(Task prompt):
Reproduce exactly the lines from the line containing "[pin] groom's head -- one per line" through the end of the records below, including both ends, and nothing else.

[Point placement records]
########################################

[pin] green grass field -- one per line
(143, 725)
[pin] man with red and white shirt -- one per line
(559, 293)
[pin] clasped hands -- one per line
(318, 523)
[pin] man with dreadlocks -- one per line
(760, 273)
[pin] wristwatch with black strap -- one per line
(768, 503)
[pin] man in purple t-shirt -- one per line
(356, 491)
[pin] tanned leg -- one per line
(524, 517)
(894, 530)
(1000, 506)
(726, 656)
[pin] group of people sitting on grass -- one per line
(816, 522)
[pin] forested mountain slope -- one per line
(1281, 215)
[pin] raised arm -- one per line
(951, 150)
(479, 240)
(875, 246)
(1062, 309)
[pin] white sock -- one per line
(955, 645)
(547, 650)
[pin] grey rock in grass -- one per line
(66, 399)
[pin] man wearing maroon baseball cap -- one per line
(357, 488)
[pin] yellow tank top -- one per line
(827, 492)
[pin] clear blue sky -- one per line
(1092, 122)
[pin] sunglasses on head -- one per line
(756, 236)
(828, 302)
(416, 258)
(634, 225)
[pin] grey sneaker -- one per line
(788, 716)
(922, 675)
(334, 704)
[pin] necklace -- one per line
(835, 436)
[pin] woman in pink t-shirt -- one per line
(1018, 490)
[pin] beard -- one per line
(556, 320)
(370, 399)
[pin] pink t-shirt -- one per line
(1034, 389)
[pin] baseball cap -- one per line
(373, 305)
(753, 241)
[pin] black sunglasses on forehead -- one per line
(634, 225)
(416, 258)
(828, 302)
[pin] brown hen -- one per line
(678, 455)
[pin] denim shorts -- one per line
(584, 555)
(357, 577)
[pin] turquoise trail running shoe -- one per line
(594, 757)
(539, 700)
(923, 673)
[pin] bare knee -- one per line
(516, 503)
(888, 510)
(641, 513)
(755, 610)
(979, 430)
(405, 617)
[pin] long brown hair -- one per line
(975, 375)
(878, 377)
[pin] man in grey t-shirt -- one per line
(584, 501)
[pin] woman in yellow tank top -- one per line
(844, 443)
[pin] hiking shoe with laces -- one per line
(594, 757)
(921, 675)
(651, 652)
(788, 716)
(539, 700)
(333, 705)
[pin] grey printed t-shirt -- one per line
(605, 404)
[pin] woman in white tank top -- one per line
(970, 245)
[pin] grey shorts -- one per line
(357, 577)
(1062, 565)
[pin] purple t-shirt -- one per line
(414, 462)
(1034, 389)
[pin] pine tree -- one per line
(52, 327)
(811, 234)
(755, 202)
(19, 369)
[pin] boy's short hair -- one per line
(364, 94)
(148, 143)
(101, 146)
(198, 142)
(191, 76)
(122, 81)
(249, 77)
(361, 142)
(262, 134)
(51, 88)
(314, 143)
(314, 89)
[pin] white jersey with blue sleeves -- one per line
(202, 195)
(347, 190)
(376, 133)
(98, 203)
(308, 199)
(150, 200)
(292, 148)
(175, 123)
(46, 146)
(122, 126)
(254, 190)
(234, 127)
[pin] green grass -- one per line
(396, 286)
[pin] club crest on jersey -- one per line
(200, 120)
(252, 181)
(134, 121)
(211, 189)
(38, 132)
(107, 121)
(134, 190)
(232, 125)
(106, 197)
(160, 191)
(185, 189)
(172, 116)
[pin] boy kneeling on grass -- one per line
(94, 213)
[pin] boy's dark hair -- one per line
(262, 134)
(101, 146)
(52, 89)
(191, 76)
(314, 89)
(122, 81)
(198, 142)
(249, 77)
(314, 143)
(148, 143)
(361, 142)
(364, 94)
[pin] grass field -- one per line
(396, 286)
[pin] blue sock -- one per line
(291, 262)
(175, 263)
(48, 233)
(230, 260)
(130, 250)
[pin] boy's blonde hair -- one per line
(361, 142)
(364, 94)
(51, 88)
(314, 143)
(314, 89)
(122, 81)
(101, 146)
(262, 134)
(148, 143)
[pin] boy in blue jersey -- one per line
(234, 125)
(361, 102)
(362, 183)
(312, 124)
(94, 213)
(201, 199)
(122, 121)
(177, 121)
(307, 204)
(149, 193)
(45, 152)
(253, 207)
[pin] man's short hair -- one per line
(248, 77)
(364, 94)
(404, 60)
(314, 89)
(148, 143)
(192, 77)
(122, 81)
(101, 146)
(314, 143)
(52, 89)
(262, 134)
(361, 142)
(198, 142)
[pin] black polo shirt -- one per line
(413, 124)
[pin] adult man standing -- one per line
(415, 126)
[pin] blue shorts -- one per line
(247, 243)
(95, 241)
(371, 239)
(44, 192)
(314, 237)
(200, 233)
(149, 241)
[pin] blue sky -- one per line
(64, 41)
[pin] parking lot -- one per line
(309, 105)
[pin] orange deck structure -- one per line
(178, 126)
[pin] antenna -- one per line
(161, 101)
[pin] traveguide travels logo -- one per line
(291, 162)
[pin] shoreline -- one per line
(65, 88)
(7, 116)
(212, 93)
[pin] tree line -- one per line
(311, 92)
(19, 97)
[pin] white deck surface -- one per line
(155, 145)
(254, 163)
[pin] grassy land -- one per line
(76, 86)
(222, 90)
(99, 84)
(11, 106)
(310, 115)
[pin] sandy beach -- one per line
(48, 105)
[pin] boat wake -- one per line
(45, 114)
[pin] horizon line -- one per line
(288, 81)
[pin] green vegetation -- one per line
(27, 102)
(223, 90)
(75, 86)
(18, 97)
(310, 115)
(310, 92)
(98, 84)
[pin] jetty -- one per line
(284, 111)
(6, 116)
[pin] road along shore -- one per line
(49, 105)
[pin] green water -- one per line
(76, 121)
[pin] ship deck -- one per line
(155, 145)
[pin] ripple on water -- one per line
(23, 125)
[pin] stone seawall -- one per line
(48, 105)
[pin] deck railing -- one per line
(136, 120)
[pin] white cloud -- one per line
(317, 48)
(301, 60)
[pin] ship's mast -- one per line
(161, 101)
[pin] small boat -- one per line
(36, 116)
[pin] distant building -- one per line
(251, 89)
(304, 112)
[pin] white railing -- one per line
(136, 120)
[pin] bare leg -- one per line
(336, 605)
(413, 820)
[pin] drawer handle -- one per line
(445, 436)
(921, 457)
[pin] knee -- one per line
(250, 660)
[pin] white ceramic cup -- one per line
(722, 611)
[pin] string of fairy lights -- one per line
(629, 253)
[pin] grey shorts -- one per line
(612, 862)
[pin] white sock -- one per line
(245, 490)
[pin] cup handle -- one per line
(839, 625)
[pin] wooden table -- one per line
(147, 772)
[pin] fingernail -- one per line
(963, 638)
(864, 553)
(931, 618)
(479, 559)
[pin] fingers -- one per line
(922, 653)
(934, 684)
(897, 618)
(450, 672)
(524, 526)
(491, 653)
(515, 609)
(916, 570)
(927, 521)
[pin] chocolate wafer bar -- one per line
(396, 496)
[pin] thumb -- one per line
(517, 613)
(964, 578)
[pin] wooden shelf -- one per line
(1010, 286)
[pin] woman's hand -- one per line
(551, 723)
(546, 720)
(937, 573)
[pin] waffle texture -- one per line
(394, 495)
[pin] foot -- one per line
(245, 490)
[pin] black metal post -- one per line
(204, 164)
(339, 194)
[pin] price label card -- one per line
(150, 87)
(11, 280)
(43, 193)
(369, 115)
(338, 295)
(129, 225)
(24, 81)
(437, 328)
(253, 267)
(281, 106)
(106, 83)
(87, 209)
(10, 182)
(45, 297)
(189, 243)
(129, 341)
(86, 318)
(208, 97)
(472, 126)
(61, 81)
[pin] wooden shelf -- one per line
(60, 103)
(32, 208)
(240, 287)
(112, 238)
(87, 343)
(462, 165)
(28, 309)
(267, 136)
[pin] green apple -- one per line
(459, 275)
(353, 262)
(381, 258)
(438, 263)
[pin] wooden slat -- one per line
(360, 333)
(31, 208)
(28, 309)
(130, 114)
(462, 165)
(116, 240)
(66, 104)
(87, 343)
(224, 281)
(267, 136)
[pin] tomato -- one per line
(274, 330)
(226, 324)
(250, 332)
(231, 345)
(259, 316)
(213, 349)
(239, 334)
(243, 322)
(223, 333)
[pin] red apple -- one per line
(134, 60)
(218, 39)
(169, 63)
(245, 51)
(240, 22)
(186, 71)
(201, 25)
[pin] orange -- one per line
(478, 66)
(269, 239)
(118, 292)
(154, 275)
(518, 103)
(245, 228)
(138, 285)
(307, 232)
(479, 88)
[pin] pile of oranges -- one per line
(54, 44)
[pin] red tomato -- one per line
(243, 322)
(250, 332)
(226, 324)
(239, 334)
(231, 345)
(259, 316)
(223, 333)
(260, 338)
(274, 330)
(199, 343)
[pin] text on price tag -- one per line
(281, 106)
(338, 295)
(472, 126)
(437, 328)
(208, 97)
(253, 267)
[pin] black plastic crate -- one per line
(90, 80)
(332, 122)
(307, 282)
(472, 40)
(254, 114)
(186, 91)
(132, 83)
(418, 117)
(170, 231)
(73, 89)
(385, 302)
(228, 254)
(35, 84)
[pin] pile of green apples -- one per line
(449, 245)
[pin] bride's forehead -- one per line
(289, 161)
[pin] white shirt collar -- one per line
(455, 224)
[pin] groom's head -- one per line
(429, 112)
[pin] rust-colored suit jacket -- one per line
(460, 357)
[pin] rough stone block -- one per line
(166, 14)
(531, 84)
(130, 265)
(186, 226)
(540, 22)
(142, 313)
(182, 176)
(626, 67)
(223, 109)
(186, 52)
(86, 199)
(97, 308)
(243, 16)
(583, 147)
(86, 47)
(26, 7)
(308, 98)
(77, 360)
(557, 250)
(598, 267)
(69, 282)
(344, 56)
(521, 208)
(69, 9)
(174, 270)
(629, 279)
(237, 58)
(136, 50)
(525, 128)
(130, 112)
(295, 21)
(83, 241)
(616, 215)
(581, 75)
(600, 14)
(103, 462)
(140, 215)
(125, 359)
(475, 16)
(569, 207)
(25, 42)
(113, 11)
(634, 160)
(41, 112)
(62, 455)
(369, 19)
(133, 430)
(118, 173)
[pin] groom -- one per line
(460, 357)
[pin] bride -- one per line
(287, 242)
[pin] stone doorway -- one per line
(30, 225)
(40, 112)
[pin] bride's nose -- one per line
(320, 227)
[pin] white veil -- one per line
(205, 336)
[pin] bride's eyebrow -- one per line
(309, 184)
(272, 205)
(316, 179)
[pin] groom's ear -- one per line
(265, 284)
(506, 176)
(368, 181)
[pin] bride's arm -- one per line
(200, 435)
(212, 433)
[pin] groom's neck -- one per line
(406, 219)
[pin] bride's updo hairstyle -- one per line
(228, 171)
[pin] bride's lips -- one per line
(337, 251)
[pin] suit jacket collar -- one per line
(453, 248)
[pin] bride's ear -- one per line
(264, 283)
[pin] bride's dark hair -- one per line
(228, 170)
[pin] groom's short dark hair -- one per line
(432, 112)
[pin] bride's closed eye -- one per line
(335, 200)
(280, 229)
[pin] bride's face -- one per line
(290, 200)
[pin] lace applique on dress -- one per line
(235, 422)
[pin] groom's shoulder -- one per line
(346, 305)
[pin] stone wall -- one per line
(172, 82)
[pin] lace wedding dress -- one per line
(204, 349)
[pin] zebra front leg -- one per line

########################################

(Answer for the task):
[pin] groom's head -- one per line
(429, 112)
[pin] rust-colored suit jacket -- one per line
(460, 357)
[pin] rough stone block -- one per line
(166, 14)
(531, 84)
(130, 265)
(186, 226)
(540, 22)
(142, 313)
(182, 176)
(626, 67)
(223, 109)
(186, 52)
(86, 199)
(97, 308)
(243, 16)
(583, 147)
(86, 47)
(26, 7)
(308, 98)
(77, 360)
(557, 250)
(598, 267)
(69, 282)
(344, 56)
(521, 208)
(69, 9)
(174, 270)
(629, 279)
(237, 58)
(136, 50)
(525, 128)
(130, 112)
(295, 21)
(83, 241)
(616, 215)
(581, 75)
(600, 14)
(103, 462)
(140, 215)
(125, 359)
(475, 16)
(569, 207)
(25, 42)
(113, 11)
(634, 160)
(41, 112)
(62, 455)
(369, 19)
(133, 430)
(118, 173)
[pin] groom -- one per line
(460, 357)
[pin] bride -- one per line
(287, 242)
[pin] stone doorway -- one per line
(30, 225)
(40, 112)
[pin] bride's nose -- one per line
(320, 227)
[pin] white veil -- one per line
(205, 336)
[pin] bride's eyebrow -- one per line
(309, 184)
(272, 205)
(316, 179)
[pin] groom's ear -- one per line
(265, 284)
(506, 176)
(368, 181)
[pin] bride's arm -- one per line
(200, 435)
(212, 433)
[pin] groom's neck -- one per line
(406, 219)
[pin] bride's updo hairstyle -- one per line
(228, 171)
[pin] bride's lips -- one per line
(337, 251)
[pin] suit jacket collar -- one per line
(453, 248)
[pin] bride's ear -- one per line
(264, 283)
[pin] bride's dark hair -- one per line
(228, 170)
[pin] groom's short dark hair -- one per line
(432, 112)
[pin] bride's closed eye -- one per line
(335, 200)
(280, 229)
[pin] bride's face -- one per line
(290, 200)
[pin] lace applique on dress -- one per line
(235, 422)
[pin] groom's shoulder -- one per line
(346, 305)
[pin] stone wall -- one per line
(172, 82)
[pin] lace wedding dress -- one per line
(204, 349)
[pin] zebra front leg -- one per line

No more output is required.